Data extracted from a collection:
━━━━━━━━━━

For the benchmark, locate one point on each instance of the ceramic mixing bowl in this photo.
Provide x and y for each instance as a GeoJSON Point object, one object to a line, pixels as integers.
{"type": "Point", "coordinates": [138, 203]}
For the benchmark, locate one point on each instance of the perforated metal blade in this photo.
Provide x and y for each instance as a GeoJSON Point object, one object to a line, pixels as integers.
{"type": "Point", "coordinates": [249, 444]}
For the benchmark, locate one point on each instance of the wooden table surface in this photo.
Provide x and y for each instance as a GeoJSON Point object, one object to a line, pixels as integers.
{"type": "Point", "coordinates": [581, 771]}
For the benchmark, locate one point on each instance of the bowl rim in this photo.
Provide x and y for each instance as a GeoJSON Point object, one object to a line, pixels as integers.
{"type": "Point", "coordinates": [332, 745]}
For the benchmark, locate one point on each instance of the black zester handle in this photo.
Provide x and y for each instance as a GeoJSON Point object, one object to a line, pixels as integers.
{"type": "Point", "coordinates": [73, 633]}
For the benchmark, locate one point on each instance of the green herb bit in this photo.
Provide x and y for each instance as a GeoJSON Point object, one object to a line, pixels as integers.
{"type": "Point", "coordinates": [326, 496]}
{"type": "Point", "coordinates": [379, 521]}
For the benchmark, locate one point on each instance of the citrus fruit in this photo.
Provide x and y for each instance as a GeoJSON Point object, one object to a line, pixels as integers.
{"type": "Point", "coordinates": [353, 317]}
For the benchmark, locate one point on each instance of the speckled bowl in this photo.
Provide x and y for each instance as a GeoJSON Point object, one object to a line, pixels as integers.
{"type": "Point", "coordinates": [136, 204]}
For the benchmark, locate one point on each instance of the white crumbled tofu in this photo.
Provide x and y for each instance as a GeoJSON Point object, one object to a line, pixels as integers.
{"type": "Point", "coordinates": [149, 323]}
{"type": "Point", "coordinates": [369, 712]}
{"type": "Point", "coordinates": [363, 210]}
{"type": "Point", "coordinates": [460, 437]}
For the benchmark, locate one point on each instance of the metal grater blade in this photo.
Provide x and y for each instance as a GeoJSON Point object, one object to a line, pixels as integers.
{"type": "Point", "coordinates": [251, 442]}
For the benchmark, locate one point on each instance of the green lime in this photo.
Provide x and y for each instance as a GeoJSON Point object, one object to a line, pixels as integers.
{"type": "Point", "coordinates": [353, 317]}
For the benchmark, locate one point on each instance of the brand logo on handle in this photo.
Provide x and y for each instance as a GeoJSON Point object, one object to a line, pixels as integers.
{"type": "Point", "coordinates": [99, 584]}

━━━━━━━━━━

REQUEST: Print all the data exactly.

EXPECTED ANSWER:
For the benchmark, locate one point on each instance of the ceramic mixing bowl in this photo.
Provide x and y for each instance as a GeoJSON Point object, one object to a line, pixels as integers.
{"type": "Point", "coordinates": [138, 203]}
For the benchmark, locate one point on each instance of the perforated metal blade in this photo.
Provide x and y for each instance as a GeoJSON Point object, one object to a line, pixels as integers.
{"type": "Point", "coordinates": [249, 444]}
For the benchmark, locate one point on each instance of the wooden table surface in this photo.
Provide x and y for each instance as a GeoJSON Point object, one object to a line, pixels as integers.
{"type": "Point", "coordinates": [581, 771]}
For the benchmark, locate one point on each instance of the bowl rim in this photo.
Provide x and y for each instance as a GeoJSON Point object, one object to a line, pixels as integers.
{"type": "Point", "coordinates": [332, 745]}
For the benchmark, locate one point on each instance of the black zester handle in this photo.
Provide x and y for each instance as a GeoJSON Point object, one object to a line, pixels as integers.
{"type": "Point", "coordinates": [73, 633]}
For the benchmark, locate one point on each instance of the green herb bit in this photo.
Provide x and y for each instance as a GeoJSON Point object, one object to a line, pixels as integers.
{"type": "Point", "coordinates": [326, 496]}
{"type": "Point", "coordinates": [379, 521]}
For the benchmark, locate one point on each instance of the citrus fruit in this photo.
Provide x and y for each instance as a GeoJSON Point object, one object to a line, pixels as integers.
{"type": "Point", "coordinates": [353, 317]}
For the benchmark, locate one point on each instance of the speckled bowl in this photo.
Provide x and y for each instance as a GeoJSON Point object, one object to a line, pixels as integers.
{"type": "Point", "coordinates": [136, 204]}
For the benchmark, locate one point on each instance of the white crumbled tofu in this photo.
Provide x and y for each instance as a GeoJSON Point object, one object to a line, pixels as integers.
{"type": "Point", "coordinates": [149, 323]}
{"type": "Point", "coordinates": [369, 712]}
{"type": "Point", "coordinates": [363, 210]}
{"type": "Point", "coordinates": [460, 437]}
For the benchmark, locate one point on each instance of the metal grater blade in this photo.
Provide x and y for each instance as a GeoJSON Point object, one object to a line, pixels as integers.
{"type": "Point", "coordinates": [251, 442]}
For the benchmark, locate one point on each instance of the green lime in this photo.
Provide x and y for each instance as a GeoJSON Point object, one object to a line, pixels as integers.
{"type": "Point", "coordinates": [353, 317]}
For the benchmark, locate one point on each instance of the brand logo on handle in this photo.
Provide x and y for each instance as a GeoJSON Point object, one object to a line, pixels as integers.
{"type": "Point", "coordinates": [99, 584]}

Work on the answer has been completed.